Text shown:
┄┄┄┄┄┄┄┄┄┄┄┄┄┄┄┄┄┄┄┄
Now, to speak to the BIGGER waking up.
As if the above wasn’t enough.
When you make a life change of this magnitude, you’re really moving the furniture of your life around. You’re begging to have all the old worn-out furniture (aka conditioning) exposed. And that, my friends, can be mighty uncomfortable.
It has been for me. But that discomfort was already in my sights when I decided to move to Italy. I knew, at a fundamental level, that cruising to the finish line with my old, well-worn ways of being just wasn’t an option. I knew I wanted and needed to be knocked off my cushy know-it-all and entitled American perch.
Yeah, be careful what you ask for. But the discomfort can be worth it.
Here I am, ten years later and I’m still waking up in Italy—waking up to myself, that is. And I’m practicing deep breathing more than ever.
Removing the safety of the familiar is like yanking the rug of comfort out from under your feet. For me, the crap, the stuff that hasn’t worked for me, has floated to the surface and said, “Look at me.” Once you’re aware of something, you can’t unsee it. You can try to sweep it back under the rug again. Or you can embrace the opportunity, hoping that some of the dysfunction of your life can be transformed into something heretofore unimagined.
For me, Italy has given me the space to understand some of the fundamental things I’d adopted from a very early age. For starters, a need to try and manipulate and control all forces outside of myself. I took on a don’t-trust-the-universe stance probably before I was out of first grade (thanks partly to Mrs. Anderson, my first-grade teacher, and her extreme meanness). Then somewhere along the way came my need to always be doing something and to be achieving. Starting to unwind and unpack that hyper-productivity angst isn’t something that just falls away overnight.
┄┄┄┄┄┄┄┄┄┄┄┄┄┄┄┄┄┄┄┄
Exercise requirements:
1) In the essay about moving to Italy, who was the writer's first-grade teacher?
2) Extend the essay about moving to Italy, picking up after its final sentence.
The material after this essay is separate from it.

Recorded data:
┄┄┄┄┄┄┄┄┄┄┄┄┄┄┄┄┄┄┄┄
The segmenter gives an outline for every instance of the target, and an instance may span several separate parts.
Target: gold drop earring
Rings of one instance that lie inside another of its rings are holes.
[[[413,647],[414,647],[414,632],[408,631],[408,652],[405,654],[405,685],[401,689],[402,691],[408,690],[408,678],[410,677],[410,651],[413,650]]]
┄┄┄┄┄┄┄┄┄┄┄┄┄┄┄┄┄┄┄┄
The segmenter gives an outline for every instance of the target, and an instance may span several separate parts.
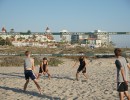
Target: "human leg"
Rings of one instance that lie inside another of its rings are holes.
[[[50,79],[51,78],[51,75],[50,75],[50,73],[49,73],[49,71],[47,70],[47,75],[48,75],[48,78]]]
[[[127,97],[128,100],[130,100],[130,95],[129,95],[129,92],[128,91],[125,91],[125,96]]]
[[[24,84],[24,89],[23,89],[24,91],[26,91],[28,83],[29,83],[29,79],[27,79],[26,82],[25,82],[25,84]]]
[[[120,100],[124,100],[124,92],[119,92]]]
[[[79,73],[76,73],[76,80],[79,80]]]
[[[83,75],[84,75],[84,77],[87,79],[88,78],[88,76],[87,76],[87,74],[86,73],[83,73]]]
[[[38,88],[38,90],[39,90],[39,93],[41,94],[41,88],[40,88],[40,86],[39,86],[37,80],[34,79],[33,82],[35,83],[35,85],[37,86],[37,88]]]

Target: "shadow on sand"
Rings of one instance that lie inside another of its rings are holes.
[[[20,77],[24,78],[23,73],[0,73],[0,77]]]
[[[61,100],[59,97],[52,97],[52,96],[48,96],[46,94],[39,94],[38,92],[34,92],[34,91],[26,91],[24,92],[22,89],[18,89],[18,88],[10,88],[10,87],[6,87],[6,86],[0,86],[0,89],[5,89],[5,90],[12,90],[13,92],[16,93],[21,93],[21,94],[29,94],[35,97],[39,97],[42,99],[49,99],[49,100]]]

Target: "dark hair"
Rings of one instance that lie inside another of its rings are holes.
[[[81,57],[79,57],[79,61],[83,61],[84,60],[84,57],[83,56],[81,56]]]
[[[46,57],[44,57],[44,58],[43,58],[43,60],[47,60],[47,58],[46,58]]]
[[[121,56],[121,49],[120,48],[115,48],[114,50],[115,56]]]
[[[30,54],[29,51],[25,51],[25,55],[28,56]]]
┄┄┄┄┄┄┄┄┄┄┄┄┄┄┄┄┄┄┄┄
Answers:
1) Mrs. Anderson.

2)
Now, you might be saying, “Hey, being an achiever is an admirable thing.” Yeah, you’re right, but in the correct measure. Yours truly has been supercharged much of his life, and that is flat-out exhausting, especially when you’re in a country that invites you to slow down soak in its beauty.
Overthinking vs being.
If you’re anything like me, you’ll come up against this one. When you finally see and turn down the noise of your ingrained conditioning, you might begin to consider and explore that the you that you’ve thought of as “baked and done” is actually malleable and capable of profound change.
Getting to know your escape strategies.
Italy easily can turn into yet another escape from oneself. Yet, as you are waking up in Italy, you might start seeing the many ways you’ve been chasing away times of uncomfortable feelings, looking to get a quick dopamine hit somehow. I believe Mark Zuckerberg and his team lean into that heavily for their bottom line. And watch out for how AI enters the equation and has the potential to drive all this to an even darker place.
For me, many of my escape strategies have developed to avoid boredom and worry (talk about getting trapped in circular thinking). For too much of my life, I’ve believed something was wrong if I wasn’t always surfing a feel-good state.
And those stubborn “shoulds”
“An unexamined life isn’t worth living.”
“Shoulds” can rule your life if you’re not aware of them. Having the space to get quiet and examine one’s life has the potential to reveal yours and allow you to challenge them. Buried underneath the mountain of conditioning that cemented these “shoulds” into place is where the truth of what really makes you happy and fulfilled resides.
But it takes work. It takes waking up and not falling back into the comfortable sleep of the familiar.
So, here I am, living in Italy at a “mature” age and I’m entering another growth spurt.
Go figure. But I’m more excited than ever. It’s like getting a second wind that will help take my life in Italy to an even more robust level. Sure, I’d like to have figured a lot of this stuff out way earlier, but I’m trusting the process, my process. I’m not suggesting that your journey will mirror mine.
I’ve been reading about brain plasticity for at least fifteen years. I’ve been fascinated by the breakthroughs in neuroscience that are turning long-held beliefs about the mind on their ears. The short story is that we are NOT prisoners of our past conditioning. Decades of old ways of thinking and being CAN be changed. And we can keep evolving and growing in surprising ways until our last days.
I’m reading a book called “Mind Hacking” by Sir John Hargrave. With great humor and insight, this author talks about the human brain and how it is like a computer. He talks about how our brains, our conditioned behaviors and thinking, mirror the loops that drive much of computer programming. It makes for compelling reading while offering real ways to start rewriting your own internal programming. (It was my dinner companion tonight at the port!)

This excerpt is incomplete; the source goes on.